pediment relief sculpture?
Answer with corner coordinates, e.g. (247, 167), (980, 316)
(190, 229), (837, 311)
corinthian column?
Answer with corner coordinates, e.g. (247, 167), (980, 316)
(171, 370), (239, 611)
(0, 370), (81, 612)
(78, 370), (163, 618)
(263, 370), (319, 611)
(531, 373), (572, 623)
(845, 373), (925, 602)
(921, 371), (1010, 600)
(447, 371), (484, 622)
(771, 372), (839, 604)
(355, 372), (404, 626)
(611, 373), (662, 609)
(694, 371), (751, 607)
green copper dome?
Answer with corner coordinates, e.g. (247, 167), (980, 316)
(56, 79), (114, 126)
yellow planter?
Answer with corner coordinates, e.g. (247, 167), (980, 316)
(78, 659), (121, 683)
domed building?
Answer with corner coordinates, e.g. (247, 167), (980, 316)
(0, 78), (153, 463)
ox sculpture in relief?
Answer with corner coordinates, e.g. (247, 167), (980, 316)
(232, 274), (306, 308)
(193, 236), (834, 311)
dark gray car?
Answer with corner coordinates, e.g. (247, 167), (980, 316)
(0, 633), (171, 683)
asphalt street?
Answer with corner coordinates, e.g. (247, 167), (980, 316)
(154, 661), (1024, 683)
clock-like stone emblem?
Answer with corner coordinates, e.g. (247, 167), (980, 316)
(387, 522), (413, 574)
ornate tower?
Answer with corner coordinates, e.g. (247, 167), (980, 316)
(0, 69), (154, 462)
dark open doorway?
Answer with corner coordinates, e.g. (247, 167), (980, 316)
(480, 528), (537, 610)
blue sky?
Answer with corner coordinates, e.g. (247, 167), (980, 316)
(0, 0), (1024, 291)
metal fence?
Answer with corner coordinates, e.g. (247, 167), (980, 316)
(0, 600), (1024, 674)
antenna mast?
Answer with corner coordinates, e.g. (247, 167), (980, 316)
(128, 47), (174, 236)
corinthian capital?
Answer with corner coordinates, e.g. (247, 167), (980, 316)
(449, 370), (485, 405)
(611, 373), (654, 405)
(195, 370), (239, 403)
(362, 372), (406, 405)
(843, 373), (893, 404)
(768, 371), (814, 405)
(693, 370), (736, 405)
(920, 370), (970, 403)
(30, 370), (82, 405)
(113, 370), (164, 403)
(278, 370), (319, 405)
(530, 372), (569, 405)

-------------------------

§ GOAL
Revise all the entries above so that each "corner coordinates" reads "corner points", leaving every other character unchanged.

§ WRITTEN ANSWER
pediment relief sculpture?
Answer with corner points, e.g. (247, 167), (980, 316)
(190, 229), (837, 311)
corinthian column?
Answer with corner points, e.g. (247, 167), (980, 316)
(171, 370), (239, 611)
(0, 370), (81, 612)
(78, 370), (163, 618)
(263, 370), (319, 611)
(531, 373), (572, 623)
(845, 373), (925, 602)
(921, 371), (1010, 600)
(447, 371), (484, 622)
(771, 372), (839, 604)
(355, 372), (404, 626)
(611, 373), (662, 609)
(694, 371), (751, 607)
green copper dome?
Answer with corner points, e.g. (247, 167), (980, 316)
(56, 79), (114, 126)
yellow planter?
Answer with corner points, e.g. (247, 167), (980, 316)
(78, 659), (121, 683)
domed building?
Answer with corner points, e.g. (247, 167), (980, 316)
(0, 78), (153, 463)
ox sculpture in relief?
Answer with corner points, e.g. (247, 167), (980, 316)
(232, 274), (306, 308)
(193, 236), (834, 311)
dark gray car?
Answer with corner points, e.g. (247, 167), (980, 316)
(0, 633), (171, 683)
asphalt street?
Answer with corner points, e.g. (247, 167), (980, 316)
(154, 661), (1024, 683)
clock-like stone emblem?
Answer with corner points, e.g. (247, 167), (980, 316)
(387, 522), (413, 574)
ornate tower?
Answer with corner points, e.g. (247, 167), (980, 316)
(0, 69), (154, 462)
dark open doorway?
Answer with corner points, e.g. (247, 167), (980, 316)
(480, 528), (537, 610)
blue sky?
Answer with corner points, e.g. (247, 167), (980, 316)
(0, 0), (1024, 291)
metal fence?
Answer with corner points, e.g. (247, 167), (980, 316)
(0, 600), (1024, 674)
antenna mast?
Answer with corner points, e.g. (247, 167), (980, 316)
(128, 47), (174, 236)
corinthian capital?
Answer with corner points, e.g. (247, 167), (980, 316)
(449, 370), (485, 405)
(611, 373), (654, 405)
(195, 370), (239, 403)
(362, 372), (406, 405)
(843, 373), (893, 404)
(768, 371), (814, 405)
(693, 370), (736, 405)
(920, 370), (970, 403)
(30, 370), (82, 405)
(113, 370), (164, 403)
(278, 370), (319, 405)
(530, 372), (569, 405)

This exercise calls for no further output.